- **Exercise passage**:
What women on the frontlines have taught us about pandemic preparedness

Nooryana is a midwife in Indonesia supporting pregnant patients who tested positive for COVID-19. Rosa Panggabean/CARE

What women on the frontlines have taught us about pandemic preparedness

At the beginning of the COVID-19 pandemic, people stood on the streets every night and cheered for frontline health workers. That spirit of solidarity has long since passed. Health workers are getting sick, burning out, going on strike, or leaving their jobs altogether.

We must invest in people and health systems that don’t just meet the needs of today, but so we’re resilient in the face of future shocks as well. This means ensuring health care workers everywhere-the majority of whom are women-receive fair pay, decent working conditions, recognition, and leadership opportunities in the long term.

COVID-19 vaccine initiative project in Bangladesh. Asafuzzaman Captain/CARE Bangladesh COVID-19 vaccine initiative project in Bangladesh. Asafuzzaman Captain/CARE Bangladesh

The evidence shows that we must invest in gender equality in health systems to prepare for and respond to the next pandemic. Gender equality raises life expectancies across entire countries, improves quality of life for everyone, and is even good for the economy. Investments in health workers could provide a $10 return for every $1 invested in the system.

- **Exercise aim**: Carry on the text about women health workers and pandemic preparedness, picking up after its final sentence. The items that follow are drawn from a separate source and have no connection to the text on pandemic preparedness.

- **Data listing**:
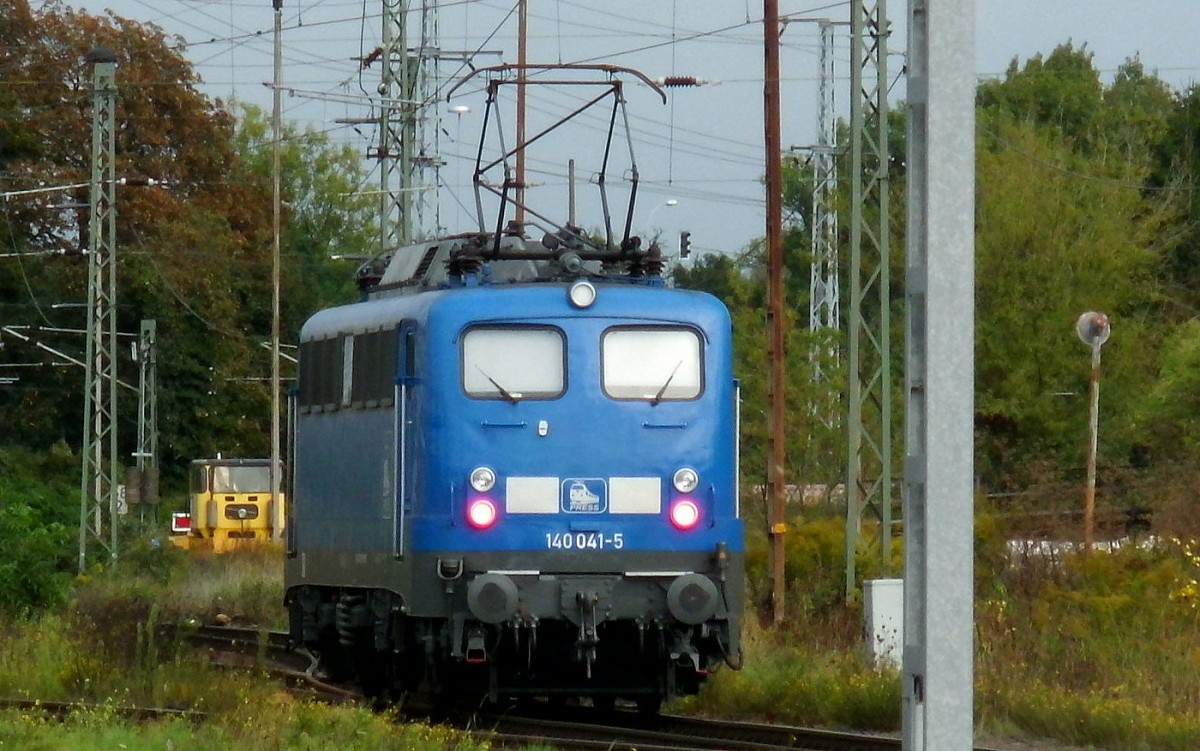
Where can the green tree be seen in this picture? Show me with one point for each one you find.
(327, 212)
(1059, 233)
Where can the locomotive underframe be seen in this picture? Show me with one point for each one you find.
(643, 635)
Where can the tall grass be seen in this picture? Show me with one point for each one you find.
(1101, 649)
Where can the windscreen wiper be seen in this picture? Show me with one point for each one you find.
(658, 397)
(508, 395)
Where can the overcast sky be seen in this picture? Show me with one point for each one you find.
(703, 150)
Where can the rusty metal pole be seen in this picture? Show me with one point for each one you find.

* * *

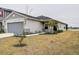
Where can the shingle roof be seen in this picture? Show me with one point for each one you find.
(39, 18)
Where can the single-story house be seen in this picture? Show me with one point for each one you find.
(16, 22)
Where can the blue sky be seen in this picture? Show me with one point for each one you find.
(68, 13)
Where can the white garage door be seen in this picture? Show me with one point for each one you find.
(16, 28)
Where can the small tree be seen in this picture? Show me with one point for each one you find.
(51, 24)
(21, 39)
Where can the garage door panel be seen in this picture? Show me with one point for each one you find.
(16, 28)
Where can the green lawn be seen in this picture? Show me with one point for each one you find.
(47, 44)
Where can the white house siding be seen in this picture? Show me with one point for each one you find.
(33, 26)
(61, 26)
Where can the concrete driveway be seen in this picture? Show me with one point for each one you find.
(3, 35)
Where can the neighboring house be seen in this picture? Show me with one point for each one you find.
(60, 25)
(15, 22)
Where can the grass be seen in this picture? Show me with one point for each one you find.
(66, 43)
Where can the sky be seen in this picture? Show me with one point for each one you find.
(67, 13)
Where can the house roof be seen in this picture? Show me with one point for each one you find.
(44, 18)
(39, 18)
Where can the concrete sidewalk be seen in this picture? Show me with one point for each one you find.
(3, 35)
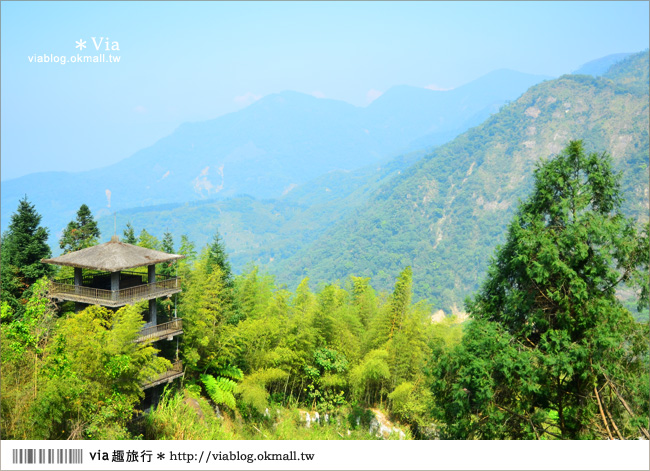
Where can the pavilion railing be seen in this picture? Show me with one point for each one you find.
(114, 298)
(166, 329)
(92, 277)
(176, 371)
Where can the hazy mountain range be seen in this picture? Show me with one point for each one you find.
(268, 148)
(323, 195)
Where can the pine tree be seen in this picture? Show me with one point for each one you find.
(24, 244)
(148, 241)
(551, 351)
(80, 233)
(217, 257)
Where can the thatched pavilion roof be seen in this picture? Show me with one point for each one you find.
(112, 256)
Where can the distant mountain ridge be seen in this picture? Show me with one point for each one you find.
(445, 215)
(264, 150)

- **Response below**:
There are three areas for investment that will lead to success. First, support women’s skills, leadership, and confidence. Second, connect women to each other and to men, leaders, and others in their communities. Third, ensure systems are more equal-from access to leadership roles to accessible childcare to social norms that support women’s mobility.

How have women kept systems running?

By building on investments that came before COVID-19, women have found innovative ways to keep systems running. They have  continued, and sometimes increased, health services during COVID-19 and other overlapping shocks to the health system. 

Globally, millions of women lost access to basic services because of COVID-19 and resources being diverted to pandemic response. When they had a foundation to build from, here’s what health workers accomplished:

  • Providing services and information. Women in savings groups in Myanmar used their own savings to become first responders and midwives during COVID-19 lockdowns so they could still get health services. In Bangladesh, skilled health entrepreneurs became certified vaccinators to administer COVID-19 vaccines and provided services for 2.8 million people. 
  • Innovating with technology. In Syria, health workers used telemedicine consultations to provide sexual and reproductive health (SRHR) services. In Cameroon, peer educators provided consultations and services for more than 32,000 HIV positive people in just 3 months, expanding services by 59% using WhatsApp, SMS, and other online platforms. 
  • Holding systems accountable. In Malawi, women and young people used community scorecards to advocate for an increase in the national budget for sexual and reproductive health, even as most countries were cutting those budgets to make room for COVID-19 response. In Niger, women’s groups negotiated for lower rates for women’s services at health centers so that the economic impacts of COVID-19 didn’t prevent refugees and those hosting them from getting the services they needed most.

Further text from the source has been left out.